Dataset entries
·····
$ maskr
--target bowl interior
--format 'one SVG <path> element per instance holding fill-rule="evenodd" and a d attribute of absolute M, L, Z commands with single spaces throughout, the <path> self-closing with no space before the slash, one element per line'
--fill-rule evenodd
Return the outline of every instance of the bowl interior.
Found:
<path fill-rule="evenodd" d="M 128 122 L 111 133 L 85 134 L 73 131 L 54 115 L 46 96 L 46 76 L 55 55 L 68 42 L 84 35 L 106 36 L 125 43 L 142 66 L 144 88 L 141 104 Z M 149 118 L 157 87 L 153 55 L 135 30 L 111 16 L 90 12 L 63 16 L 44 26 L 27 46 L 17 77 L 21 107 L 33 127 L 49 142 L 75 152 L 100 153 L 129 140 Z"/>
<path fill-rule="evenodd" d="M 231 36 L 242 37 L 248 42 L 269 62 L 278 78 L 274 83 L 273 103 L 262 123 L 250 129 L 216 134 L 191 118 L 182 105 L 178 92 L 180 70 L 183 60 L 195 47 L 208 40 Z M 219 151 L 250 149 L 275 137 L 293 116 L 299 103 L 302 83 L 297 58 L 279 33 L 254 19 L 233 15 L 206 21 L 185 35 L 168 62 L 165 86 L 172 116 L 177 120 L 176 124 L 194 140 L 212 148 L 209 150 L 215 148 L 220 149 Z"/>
·····
## Given task
Can you give the listing again with every "bowl interior" replaced by "cup interior" and nothing else altered?

## Output for this exercise
$ maskr
--target cup interior
--format 'one SVG <path> element per instance holding fill-rule="evenodd" and a d attribute of absolute M, L, Z commands with single spaces throughout, the <path> self-closing with no space before the slash, one element per line'
--fill-rule evenodd
Return the outline of every instance of the cup interior.
Found:
<path fill-rule="evenodd" d="M 128 122 L 111 133 L 85 134 L 73 131 L 54 115 L 46 96 L 46 76 L 55 55 L 68 42 L 84 35 L 106 36 L 125 43 L 142 66 L 144 88 L 141 104 Z M 149 118 L 157 87 L 153 55 L 135 30 L 111 16 L 90 12 L 63 16 L 44 26 L 27 46 L 17 77 L 21 107 L 33 127 L 49 142 L 75 152 L 100 153 L 129 140 Z"/>
<path fill-rule="evenodd" d="M 231 36 L 242 37 L 248 42 L 269 62 L 278 78 L 274 83 L 273 103 L 262 123 L 250 129 L 216 134 L 191 118 L 182 105 L 178 92 L 180 70 L 183 60 L 195 47 L 208 40 Z M 219 151 L 250 149 L 275 137 L 293 116 L 299 103 L 302 83 L 297 58 L 279 33 L 254 19 L 233 15 L 206 21 L 185 35 L 168 62 L 165 86 L 172 116 L 177 120 L 176 124 L 194 140 L 212 148 L 209 150 L 215 148 L 220 149 Z"/>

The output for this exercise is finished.